▶ [STATED TASK] Count the lines in the records below that contain the word "flowers", matching case exactly, and give only the resulting number.

▶ [RECORD EXCERPTS]
----
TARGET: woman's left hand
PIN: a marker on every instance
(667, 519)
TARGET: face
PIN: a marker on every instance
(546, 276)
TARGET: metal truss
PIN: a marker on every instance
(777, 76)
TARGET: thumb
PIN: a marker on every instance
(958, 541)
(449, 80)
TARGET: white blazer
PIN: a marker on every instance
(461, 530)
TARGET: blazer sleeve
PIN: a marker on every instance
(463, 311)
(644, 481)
----
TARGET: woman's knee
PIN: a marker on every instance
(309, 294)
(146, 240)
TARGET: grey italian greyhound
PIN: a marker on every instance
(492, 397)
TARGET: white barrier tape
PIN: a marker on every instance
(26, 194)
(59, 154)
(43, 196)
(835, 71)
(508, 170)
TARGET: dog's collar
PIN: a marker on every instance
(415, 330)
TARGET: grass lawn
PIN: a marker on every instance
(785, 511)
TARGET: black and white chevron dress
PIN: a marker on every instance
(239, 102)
----
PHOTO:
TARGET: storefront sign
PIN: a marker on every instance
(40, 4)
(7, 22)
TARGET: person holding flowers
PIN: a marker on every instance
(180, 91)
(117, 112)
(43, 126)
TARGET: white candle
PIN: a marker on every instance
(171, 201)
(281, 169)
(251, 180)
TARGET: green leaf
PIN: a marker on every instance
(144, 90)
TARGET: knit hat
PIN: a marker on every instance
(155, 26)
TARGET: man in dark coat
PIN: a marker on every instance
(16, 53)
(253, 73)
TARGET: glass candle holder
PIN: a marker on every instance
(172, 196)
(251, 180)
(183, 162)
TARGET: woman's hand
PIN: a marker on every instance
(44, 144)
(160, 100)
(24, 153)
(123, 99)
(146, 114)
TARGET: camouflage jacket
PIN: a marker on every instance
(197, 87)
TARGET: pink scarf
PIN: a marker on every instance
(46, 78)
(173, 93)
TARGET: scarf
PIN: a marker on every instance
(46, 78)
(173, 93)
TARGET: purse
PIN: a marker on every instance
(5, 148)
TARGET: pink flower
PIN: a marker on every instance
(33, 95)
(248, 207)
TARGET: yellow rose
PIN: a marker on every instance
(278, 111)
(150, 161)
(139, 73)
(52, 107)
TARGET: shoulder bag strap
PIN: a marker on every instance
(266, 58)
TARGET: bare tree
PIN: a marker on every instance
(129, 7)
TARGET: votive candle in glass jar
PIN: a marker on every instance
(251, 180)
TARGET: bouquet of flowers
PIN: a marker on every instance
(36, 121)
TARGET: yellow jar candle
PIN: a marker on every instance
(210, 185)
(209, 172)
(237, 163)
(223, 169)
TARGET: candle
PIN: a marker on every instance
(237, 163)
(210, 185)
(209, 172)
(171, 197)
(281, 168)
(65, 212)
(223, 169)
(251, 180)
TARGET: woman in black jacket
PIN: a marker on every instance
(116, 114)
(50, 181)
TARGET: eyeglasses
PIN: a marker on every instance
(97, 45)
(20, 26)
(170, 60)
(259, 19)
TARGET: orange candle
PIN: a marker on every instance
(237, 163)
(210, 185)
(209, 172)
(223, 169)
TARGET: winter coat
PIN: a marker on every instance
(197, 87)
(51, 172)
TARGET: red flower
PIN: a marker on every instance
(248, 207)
----
▶ [FINISHED ANSWER] 2